* Что нужно сделать *
Перепишите все записи ниже без единого изменения, строка за строкой.

━━━━━ Исходные данные ━━━━━

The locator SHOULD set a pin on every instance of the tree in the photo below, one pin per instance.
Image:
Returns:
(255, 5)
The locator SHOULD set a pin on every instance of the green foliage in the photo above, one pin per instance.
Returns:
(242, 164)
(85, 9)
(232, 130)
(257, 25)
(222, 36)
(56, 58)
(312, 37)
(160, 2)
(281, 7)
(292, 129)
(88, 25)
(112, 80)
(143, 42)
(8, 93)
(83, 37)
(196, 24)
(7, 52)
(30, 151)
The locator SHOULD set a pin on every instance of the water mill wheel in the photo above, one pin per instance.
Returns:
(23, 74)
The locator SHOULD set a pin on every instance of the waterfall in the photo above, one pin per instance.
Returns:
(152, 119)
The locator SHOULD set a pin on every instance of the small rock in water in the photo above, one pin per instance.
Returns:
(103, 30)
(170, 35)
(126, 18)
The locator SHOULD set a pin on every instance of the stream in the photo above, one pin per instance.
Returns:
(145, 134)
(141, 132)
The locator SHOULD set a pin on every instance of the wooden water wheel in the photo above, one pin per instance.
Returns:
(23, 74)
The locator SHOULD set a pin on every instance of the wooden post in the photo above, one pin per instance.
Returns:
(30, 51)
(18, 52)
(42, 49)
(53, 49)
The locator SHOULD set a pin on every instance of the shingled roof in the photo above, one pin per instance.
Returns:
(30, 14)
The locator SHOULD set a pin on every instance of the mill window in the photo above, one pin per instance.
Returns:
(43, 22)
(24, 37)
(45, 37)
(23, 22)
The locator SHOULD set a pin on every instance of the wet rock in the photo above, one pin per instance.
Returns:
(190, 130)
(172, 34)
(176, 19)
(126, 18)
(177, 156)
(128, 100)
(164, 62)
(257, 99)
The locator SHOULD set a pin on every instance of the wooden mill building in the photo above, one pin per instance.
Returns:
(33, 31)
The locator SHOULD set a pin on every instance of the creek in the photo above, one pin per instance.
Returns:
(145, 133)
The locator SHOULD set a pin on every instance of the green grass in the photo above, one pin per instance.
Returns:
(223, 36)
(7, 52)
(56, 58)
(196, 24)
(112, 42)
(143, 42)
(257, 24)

━━━━━

* Ответ к заданию *
The locator SHOULD set a pin on every instance of the tree in the photo below, one pin per instance.
Image:
Returns:
(255, 5)
The locator SHOULD set a pin on every instance of the green foliage in the photo above, one pin per instance.
Returns:
(242, 164)
(85, 9)
(232, 130)
(257, 25)
(222, 36)
(56, 58)
(312, 37)
(160, 2)
(281, 7)
(292, 129)
(88, 25)
(112, 80)
(143, 42)
(8, 93)
(83, 37)
(196, 24)
(7, 52)
(30, 151)
The locator SHOULD set a pin on every instance of the water mill wheel in the photo above, one pin per instance.
Returns:
(23, 74)
The locator SHOULD set a pin on every instance of the waterfall in the photo above, one pin per instance.
Returns:
(152, 119)
The locator SHOULD set a pin on every instance of the small rock in water in the photo above, one pin per instance.
Returns:
(103, 30)
(170, 35)
(126, 18)
The locator SHOULD set a pin on every instance of the stream in the photo above, one pin per instance.
Returns:
(145, 134)
(141, 132)
The locator SHOULD set a pin on every instance of the wooden water wheel in the photo above, one pin per instance.
Returns:
(23, 74)
The locator SHOULD set a pin on every instance of the wooden post in the photo above, one pin per instance.
Returns:
(30, 51)
(18, 52)
(42, 49)
(53, 49)
The locator SHOULD set a pin on every instance of the shingled roof in the photo above, one pin per instance.
Returns:
(30, 14)
The locator SHOULD set a pin on every instance of the mill window in the photo above, one pin per instance.
Returns:
(43, 22)
(24, 37)
(45, 37)
(23, 22)
The locator SHOULD set a pin on every instance of the wet rock in the photo above, one pin per instance.
Returns:
(190, 130)
(172, 34)
(176, 19)
(126, 18)
(177, 156)
(128, 100)
(164, 62)
(257, 99)
The locator SHOULD set a pin on every instance of the wooden mill building in the photo above, one pin per instance.
Returns:
(33, 31)
The locator SHOULD set a pin on every instance of the creek in the photo above, one pin per instance.
Returns:
(145, 133)
The locator SHOULD set a pin on every instance of the green grass in the photo above, one pin per instance.
Returns:
(223, 36)
(7, 52)
(56, 58)
(196, 24)
(112, 42)
(143, 42)
(257, 24)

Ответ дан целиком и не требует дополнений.